▶ **TO DO**:
- a) In the article on removing adjacent duplicates from a string, what Java class does the code use as a stack?
- b) Continue the article on removing adjacent duplicates from a string, starting right after its final sentence.

The O(n) Club: Remove All Adjacent Duplicates in String — Now With 100% Less Regret Than Brute Force

The O(n) Club: Remove All Adjacent Duplicates in String — Now With 100% Less Regret Than Brute Force

⚡ TL;DR

Stuck deleting every pair of adjacent clones in a string? Scanning, cutting, and re-scanning is a one-way ticket to O(n²) sadness. Use a stack — or, for the fancy folks, a StringBuilder as a stack. Each char goes in; if it’s a twin, both bail. One pass, O(n), no infinite loop nightmares. See?

// Java stack-style, but cooler
StringBuilder sb = new StringBuilder();
for (char c : s.toCharArray()) {
    int len = sb.length();
    if (len > 0 && sb.charAt(len - 1) == c) {
        sb.deleteCharAt(len - 1);
    } else {
        sb.append(c);
    }
}
return sb.toString();

🧠 How Devs Usually Mess This Up

Common story: you walk in thinking one scan is enough. “Remove aa and I’m done, right?” Wrong. Removing a pair might create new pairs, like whack-a-mole for keyboard typos. If you try rescanning every time, enjoy your O(n²) runtime and existential dread. And no, k-group removals (that’s 1209, pal) are a totally different beast — here, “pair” literally means two. Don’t get greedy.

▶ **DATA SECTION**:

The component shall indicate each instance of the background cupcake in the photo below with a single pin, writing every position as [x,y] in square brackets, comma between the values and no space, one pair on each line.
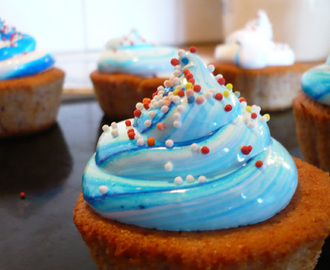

▶ **ANSWERS TO EACH TASK**:
- a) StringBuilder

- b)
🔍 What’s Actually Going On

This is a party—every character lines up at the velvet rope, the bouncer (your stack) checks if they look suspiciously familiar. If they’re identical to the previous guest, out they both go. If not, in they go. No reruns, no do-overs. By closing time? Only the characters with no adjacent twins are left hanging around. Thanks, Stack Security!

🛠️ PseudoCode

• Initialize your stack:
  StringBuilder sb = new StringBuilder();
  (No actual Stack class embarrassment required.)
• Loop through each character in the input:
  for (char c : s.toCharArray())
• If the last character on the stack matches the current, remove it:
  if (sb.length() > 0 && sb.charAt(sb.length() - 1) == c)
• If not, add this character to the stack:
  else sb.append(c);
• At the end, convert the stack to a string and return:
  return sb.toString();

💻 The Code

public String removeDuplicates(String s) {
    StringBuilder sb = new StringBuilder();
    for (char c : s.toCharArray()) {
        int len = sb.length();
        if (len > 0 && sb.charAt(len - 1) == c) {
            sb.deleteCharAt(len - 1);
        } else {
            sb.append(c);
        }
    }
    return sb.toString();
}

⚠️ Pitfalls, Traps & Runtime Smacks

• “balllloon”: New pairs can pop up after you remove one, so don’t expect to finish in one pass if you go brute force.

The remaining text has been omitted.